Excerpted passage >>
--- Begin ---

This year we had a tour over New Year, and by 8pm I was in bed after a full day riding loamy single track to the remote jungle temple of Preah Khan. Maybe I am getting old, but I would much prefer to spend my New Year’s Eve like this, with the knowledge of more great riding in store for the next day instead of a hangover!
My customer for this trip was Roger from the UK. He had done a half day with us the month before and wanted to really get out there and see what Cambodia is all about. So we set the date and after going through the itinerary arranged to meet at Kickstart HQ on the morning of the 30th Dec.

--- End ---

Goals >>
A) Answer these from the Cambodia tour post:
(i) By what time was the writer in bed after the day's ride?
(ii) What is the name of the remote jungle temple the group rode to?
(iii) Where did Roger and the writer arrange to meet on the morning of the 30th Dec?
B) Carry the Cambodia tour post forward with a paragraph that begins right after the plan to meet at Kickstart HQ on the morning of the 30th Dec.

Dataset section >>
--- Begin ---

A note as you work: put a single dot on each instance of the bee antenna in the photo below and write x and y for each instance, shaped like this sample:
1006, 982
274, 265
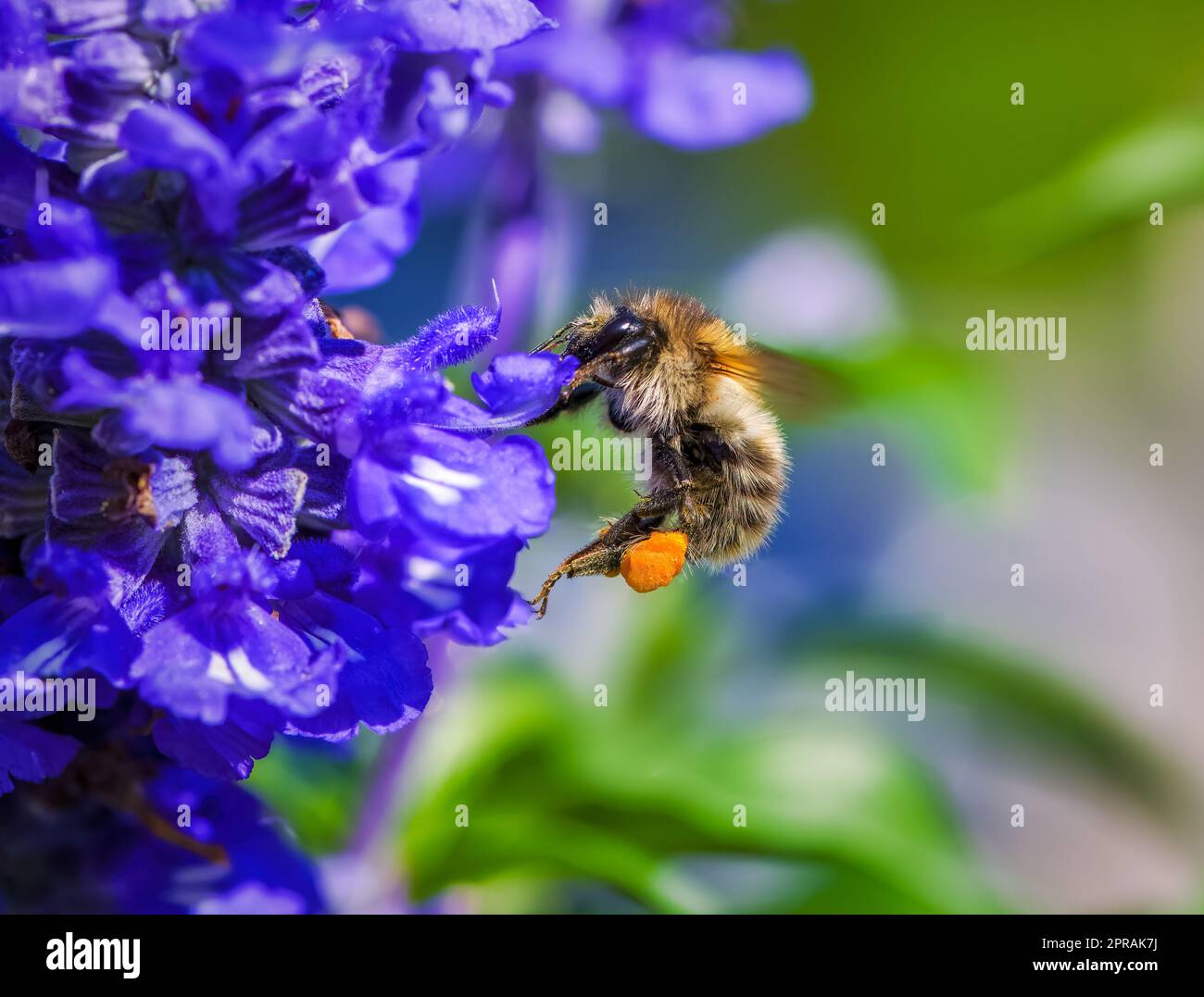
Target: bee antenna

--- End ---

Answers given >>
A)
(i) 8pm
(ii) Preah Khan
(iii) Kickstart HQ

B)
Day One - Siem Reap to Koh Ker
After a hearty breakfast of pork and rice; a Cambodian favorite, we headed out of town and soon we were on country roads that wound through picturesque villages that surrounded the town. Roger has been an experienced road biker for most of his life, but had only been off road [with us] once before, and was eager to improve his off road skills. Cambodia has lots of sandy single track and ox cart trails that provide good fast riding once you’re used to all the hidden ruts and pot holes hidden beneath the sand. I went through the right body positioning for sand riding and various techniques to use. We spent the morning working on Roger’s technique on a mixture of single track and hard pack rutted roads let over from the wet season.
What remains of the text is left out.